> [TRECHO DE ORIGEM]:

►

Vivemos numa caixa de espaço e tempo. Filmes são janelas em suas paredes. Eles nos permitem entrar em outras mentes não simplesmente no sentido de nos identificarmos com os personagens – embora essa seja uma parte importante –, mas vendo o mundo como outra pessoa o vê. (Roger Ebert)
Tudo o que importa é que o espectador possa dizer, ao mesmo tempo, que o material básico do filme é autêntico enquanto o filme também é verdadeiramente cinema. Portanto, a tela reflete o fluxo e refluxo de nossa imaginação, que se alimenta de uma realidade pela qual planeja substituir. Ou seja, a história nasce de uma experiência que a imaginação transcende. (Andre Bazin)
Já não é novidade para ninguém que tenha tido contato com o que digo e escrevo – com meu trabalho ou mesmo com minha biografia, portanto – que tenho defendido, seguindo a tradição impulsionada por autores como C. S. Lewis e J. R. R. Tolkien, que a imaginação é o meio mais perfeito e adequado para a transmissão primária de conhecimentos. Digo impulsionada porque tais autores, evidentemente, não a criaram, mas compreenderam profundamente aquilo que, no mundo antigo, os aedos gregos, os profetas hebreus e os griots africanos, por exemplo, já haviam compreendido: que, para usar as palavras de Lewis, “a imaginação é o órgão do sentido”; e que é ela, a chamada imaginação moral, que nos torna capazes de assimilar e refletir acerca do mundo que nos cerca. Tal afirmação corrobora com o que nos disse também, há mais de dois milênios, o grande Aristóteles em De Anima: “pois a imaginação é algo diverso tanto da percepção sensível como do raciocínio; mas a imaginação não ocorre sem percepção sensível, e tampouco sem imaginação ocorrem suposições”.

◄

> [O QUE FAZER]:
a) Reproduza literalmente a parte do trecho sobre cinema e imaginação que vai de "Vivemos numa caixa" a "transcende. (Andre Bazin)", incluindo os dois extremos.
b) Passe para o inglês esta frase do trecho sobre cinema e imaginação: "Ou seja, a história nasce de uma experiência que a imaginação transcende."

> [DADOS ARMAZENADOS]:
►

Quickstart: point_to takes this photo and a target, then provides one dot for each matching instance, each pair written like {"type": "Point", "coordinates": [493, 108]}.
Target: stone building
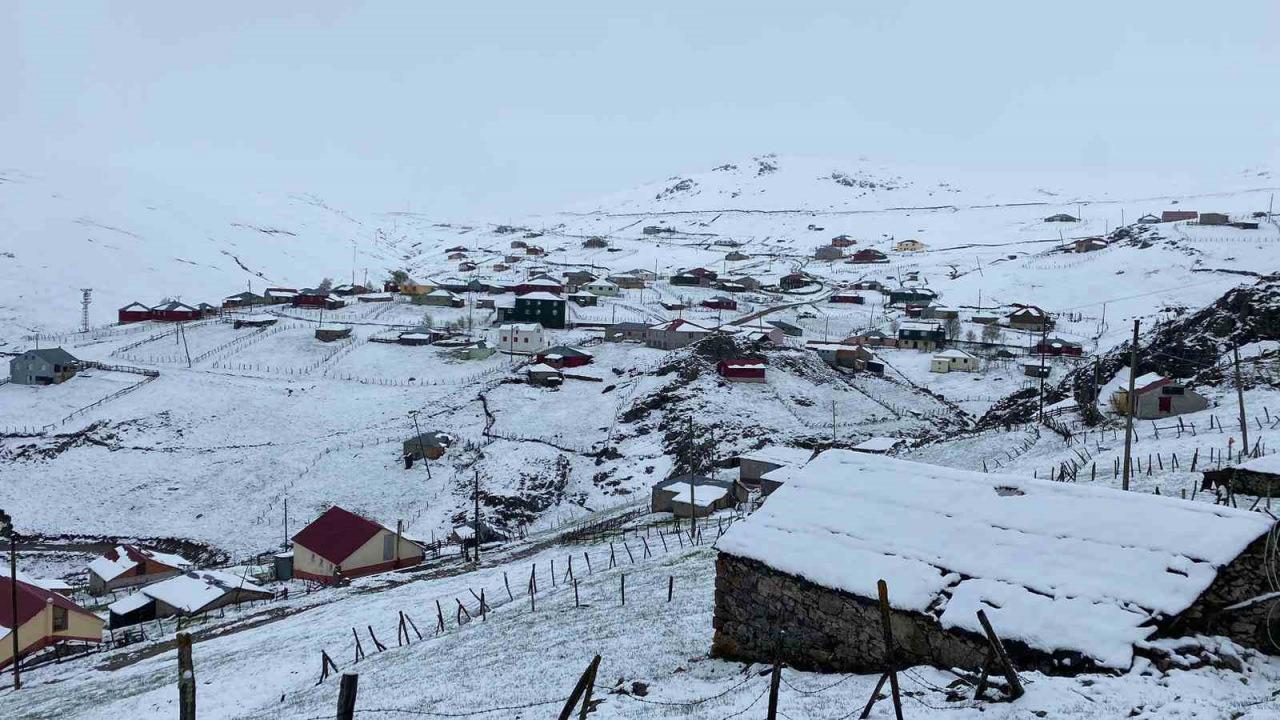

◄

> [SOLUÇÕES COMPLETAS]:
a)
Vivemos numa caixa de espaço e tempo. Filmes são janelas em suas paredes. Eles nos permitem entrar em outras mentes não simplesmente no sentido de nos identificarmos com os personagens – embora essa seja uma parte importante –, mas vendo o mundo como outra pessoa o vê. (Roger Ebert)
Tudo o que importa é que o espectador possa dizer, ao mesmo tempo, que o material básico do filme é autêntico enquanto o filme também é verdadeiramente cinema. Portanto, a tela reflete o fluxo e refluxo de nossa imaginação, que se alimenta de uma realidade pela qual planeja substituir. Ou seja, a história nasce de uma experiência que a imaginação transcende. (Andre Bazin)

b) In other words, the story is born of an experience that the imagination transcends.